The Expanded Owens Valley Solar Array (see our early EOVSA Nugget) is now fully operational, and obtained mutli-frequency microwave (MW) images and movies of the spectacular flares of September 2017 in the frequency range 2.5-18 GHz, with 1 s time resolution. A paper describing the first science results from EOVSA is now available (Ref. [1]), as summarized here and below.

The 2017 September 10 X8.2 Flare

The flare SOL2017-09-10, in NOAA AR 12673 reached GOES soft X-ray class X8.2. Figure 1 shows the EOVSA microwave (MW) and RHESSI hard X-ray (HXR) images at three times during the event, overlaid on AIA 193 Â EUV images. As usual for large limb events, the RHESSI thermal (~12 keV) sources are associated with the brightest EUV-emitting loops, while the nonthermal (~50 keV) coronal sources are higher, but still well centered above the growing EUV-emitting, cusp-shaped source. The MW sources, which generally come from much higher energy (~300 keV) electrons, are still higher and show some asymmetry in the emitting region, especially at later times when the MW source bifurcates and seems to avoid the densest part of the plasma sheet.

Stated exercise 1:
Answer from the EOVSA flare text:
(a) Over what frequency range did EOVSA image the September 2017 flares?
(b) In which NOAA active region did the flare SOL2017-09-10 occur?
(c) What energy of electrons do the microwave sources generally come from?
Stated exercise 2: Extend the EOVSA flare text by a paragraph or two, beginning after its final sentence.
The items after this have no connection to the EOVSA flare text.

Data section:
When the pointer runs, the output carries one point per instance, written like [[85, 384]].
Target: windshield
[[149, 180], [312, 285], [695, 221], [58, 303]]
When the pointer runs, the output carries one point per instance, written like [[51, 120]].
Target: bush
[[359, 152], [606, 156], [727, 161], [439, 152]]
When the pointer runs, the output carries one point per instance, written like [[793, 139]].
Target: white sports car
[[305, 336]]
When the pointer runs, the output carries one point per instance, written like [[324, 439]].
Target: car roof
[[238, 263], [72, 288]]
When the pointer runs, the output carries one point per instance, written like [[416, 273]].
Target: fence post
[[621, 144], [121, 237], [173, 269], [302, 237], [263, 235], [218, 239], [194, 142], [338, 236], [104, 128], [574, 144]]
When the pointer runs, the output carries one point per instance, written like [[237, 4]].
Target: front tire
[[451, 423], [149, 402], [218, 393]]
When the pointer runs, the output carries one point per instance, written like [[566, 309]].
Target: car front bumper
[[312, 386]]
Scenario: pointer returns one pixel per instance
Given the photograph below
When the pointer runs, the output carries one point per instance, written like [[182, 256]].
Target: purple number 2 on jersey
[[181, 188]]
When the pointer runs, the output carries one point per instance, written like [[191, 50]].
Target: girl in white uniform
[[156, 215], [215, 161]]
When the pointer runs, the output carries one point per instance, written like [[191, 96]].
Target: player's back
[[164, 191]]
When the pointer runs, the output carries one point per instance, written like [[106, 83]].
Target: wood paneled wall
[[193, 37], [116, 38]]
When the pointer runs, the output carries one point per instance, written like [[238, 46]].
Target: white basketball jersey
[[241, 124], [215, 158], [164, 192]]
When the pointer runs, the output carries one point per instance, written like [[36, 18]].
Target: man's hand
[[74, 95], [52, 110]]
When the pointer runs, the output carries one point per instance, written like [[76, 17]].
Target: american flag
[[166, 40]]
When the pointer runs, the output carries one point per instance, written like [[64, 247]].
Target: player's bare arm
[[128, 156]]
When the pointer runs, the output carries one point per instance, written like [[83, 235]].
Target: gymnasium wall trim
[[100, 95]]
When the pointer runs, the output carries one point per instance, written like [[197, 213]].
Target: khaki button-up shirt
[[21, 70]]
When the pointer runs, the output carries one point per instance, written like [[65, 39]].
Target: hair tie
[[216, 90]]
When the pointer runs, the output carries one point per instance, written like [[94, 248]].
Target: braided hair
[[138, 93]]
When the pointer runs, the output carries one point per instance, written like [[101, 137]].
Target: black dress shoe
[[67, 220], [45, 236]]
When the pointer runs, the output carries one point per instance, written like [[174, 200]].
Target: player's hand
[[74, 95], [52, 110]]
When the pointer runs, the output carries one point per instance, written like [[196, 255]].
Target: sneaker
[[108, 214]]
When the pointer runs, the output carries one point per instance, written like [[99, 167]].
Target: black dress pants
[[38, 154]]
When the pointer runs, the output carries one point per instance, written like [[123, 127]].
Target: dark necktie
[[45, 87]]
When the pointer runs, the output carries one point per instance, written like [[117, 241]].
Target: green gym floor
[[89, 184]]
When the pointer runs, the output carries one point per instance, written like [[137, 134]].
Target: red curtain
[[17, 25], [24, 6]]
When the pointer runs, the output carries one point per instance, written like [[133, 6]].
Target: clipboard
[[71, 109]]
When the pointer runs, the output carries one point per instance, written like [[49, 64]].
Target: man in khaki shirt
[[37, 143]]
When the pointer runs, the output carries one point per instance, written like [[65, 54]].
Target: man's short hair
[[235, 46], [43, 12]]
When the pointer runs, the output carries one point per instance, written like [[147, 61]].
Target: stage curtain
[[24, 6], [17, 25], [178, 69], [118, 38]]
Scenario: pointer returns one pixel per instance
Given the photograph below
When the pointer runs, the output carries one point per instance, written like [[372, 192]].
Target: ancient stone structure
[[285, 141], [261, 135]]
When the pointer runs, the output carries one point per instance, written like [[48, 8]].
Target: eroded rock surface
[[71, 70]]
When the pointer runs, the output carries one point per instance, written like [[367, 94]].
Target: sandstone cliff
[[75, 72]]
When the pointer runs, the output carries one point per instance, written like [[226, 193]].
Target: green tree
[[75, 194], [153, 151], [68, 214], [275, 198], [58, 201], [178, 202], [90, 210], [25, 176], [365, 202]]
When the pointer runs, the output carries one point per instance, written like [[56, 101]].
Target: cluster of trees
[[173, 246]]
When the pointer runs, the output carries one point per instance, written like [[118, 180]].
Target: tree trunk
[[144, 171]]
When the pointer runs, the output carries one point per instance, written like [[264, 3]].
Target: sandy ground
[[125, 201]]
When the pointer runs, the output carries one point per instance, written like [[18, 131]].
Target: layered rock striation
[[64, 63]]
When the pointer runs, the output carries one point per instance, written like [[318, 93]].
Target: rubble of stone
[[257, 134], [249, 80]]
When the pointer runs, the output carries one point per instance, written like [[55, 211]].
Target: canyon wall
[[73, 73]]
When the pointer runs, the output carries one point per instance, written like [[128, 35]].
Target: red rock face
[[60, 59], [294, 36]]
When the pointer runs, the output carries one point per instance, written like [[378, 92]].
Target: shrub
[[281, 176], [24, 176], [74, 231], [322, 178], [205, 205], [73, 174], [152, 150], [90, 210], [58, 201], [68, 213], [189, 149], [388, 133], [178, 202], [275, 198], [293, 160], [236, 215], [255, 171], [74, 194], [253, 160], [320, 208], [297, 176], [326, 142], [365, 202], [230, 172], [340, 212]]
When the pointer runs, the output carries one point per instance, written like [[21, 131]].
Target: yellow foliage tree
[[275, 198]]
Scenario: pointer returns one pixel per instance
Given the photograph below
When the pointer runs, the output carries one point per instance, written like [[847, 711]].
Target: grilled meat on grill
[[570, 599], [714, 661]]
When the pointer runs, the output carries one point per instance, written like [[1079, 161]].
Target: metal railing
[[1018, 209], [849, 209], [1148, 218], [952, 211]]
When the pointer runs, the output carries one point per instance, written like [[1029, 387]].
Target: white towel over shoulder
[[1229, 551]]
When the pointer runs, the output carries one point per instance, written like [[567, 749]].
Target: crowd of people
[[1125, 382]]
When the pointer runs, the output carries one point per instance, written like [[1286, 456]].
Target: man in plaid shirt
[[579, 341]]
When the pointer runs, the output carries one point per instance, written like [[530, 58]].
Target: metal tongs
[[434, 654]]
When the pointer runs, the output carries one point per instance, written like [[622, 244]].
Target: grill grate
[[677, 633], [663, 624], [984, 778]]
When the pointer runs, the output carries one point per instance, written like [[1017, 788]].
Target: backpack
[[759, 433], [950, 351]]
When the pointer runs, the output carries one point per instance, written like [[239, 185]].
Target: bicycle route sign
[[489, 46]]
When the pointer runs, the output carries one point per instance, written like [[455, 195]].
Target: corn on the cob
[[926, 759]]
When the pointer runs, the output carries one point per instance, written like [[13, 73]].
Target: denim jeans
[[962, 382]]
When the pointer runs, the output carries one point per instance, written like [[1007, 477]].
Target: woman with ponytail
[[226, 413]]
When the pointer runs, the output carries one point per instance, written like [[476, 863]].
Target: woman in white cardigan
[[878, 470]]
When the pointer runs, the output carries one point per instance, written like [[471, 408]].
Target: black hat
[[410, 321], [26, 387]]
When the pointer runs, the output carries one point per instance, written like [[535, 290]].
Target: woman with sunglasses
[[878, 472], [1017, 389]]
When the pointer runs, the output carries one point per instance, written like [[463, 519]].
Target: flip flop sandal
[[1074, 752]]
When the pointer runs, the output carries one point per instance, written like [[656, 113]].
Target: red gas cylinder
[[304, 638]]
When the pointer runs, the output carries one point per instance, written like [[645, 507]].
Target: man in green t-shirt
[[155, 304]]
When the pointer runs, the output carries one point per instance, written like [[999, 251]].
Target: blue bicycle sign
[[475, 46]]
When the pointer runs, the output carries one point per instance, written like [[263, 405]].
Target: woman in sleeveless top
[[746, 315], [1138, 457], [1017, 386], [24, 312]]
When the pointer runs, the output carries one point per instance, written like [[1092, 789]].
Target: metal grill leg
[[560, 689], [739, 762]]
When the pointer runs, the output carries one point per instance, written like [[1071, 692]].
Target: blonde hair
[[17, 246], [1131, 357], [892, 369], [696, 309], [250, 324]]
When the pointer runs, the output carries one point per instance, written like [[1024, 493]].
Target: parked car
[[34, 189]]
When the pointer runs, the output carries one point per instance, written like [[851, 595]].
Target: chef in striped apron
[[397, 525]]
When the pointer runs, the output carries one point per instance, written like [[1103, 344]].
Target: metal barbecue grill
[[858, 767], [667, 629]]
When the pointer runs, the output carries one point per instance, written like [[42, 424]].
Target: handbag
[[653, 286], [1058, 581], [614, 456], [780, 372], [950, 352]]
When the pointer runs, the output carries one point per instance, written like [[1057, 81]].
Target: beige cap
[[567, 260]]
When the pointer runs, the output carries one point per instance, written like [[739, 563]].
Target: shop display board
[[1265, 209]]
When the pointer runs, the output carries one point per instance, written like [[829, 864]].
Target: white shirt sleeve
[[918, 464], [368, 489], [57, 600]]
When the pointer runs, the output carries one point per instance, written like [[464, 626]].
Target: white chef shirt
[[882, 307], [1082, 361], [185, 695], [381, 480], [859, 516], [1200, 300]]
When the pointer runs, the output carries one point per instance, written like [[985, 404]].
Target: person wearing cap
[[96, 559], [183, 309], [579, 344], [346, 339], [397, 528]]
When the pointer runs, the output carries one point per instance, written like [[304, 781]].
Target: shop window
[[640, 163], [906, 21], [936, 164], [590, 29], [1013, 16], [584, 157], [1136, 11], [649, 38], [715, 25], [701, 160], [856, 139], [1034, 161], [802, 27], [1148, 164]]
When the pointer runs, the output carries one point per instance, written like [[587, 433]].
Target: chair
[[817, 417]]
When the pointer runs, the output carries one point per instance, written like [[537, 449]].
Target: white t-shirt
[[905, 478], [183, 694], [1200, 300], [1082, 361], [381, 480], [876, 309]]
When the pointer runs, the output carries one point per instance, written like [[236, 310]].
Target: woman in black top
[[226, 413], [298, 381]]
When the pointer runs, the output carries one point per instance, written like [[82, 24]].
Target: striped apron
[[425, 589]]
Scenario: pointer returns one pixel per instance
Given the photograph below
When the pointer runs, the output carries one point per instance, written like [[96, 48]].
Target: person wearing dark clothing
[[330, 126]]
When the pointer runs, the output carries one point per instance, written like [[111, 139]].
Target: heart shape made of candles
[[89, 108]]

Exercise answer 1:
(a) 2.5-18 GHz
(b) NOAA AR 12673
(c) About 300 keV

Exercise answer 2:
Figure 1: Comparison of AIA , RHESSI, and EOVSA images at the three times. AIA 193 Â images (in reverse grayscale of log intensity) are superposed with filled 50% contours of EOVSA microwave emission at 26 spectral windows, with hues shown in the color bar. RHESSI hard X-ray 30, 50, 70, and 90% contours are also superposed for two energy ranges. Left-hand panels have a 2×2 arcmin field of view (FOV), while right-hand panels have a larger 5×5 arcmin FOV. Panels a, b are at 15:54 UT early in the event, panels c, d are at 16:00 UT, near the peak of the radio and hard X-ray emission, and panels e, f are at 16:41 UT much later in the event.

Figure 2 shows height-time stackplots of AIA, EOVSA and RHESSI data taken along the dashed line in Figure 1d. This shows the steady rise in radio sources at exactly the same rate as the growth of the EUV loops, so that the radio source maintains its spatial relationship to the EUV-bright loops.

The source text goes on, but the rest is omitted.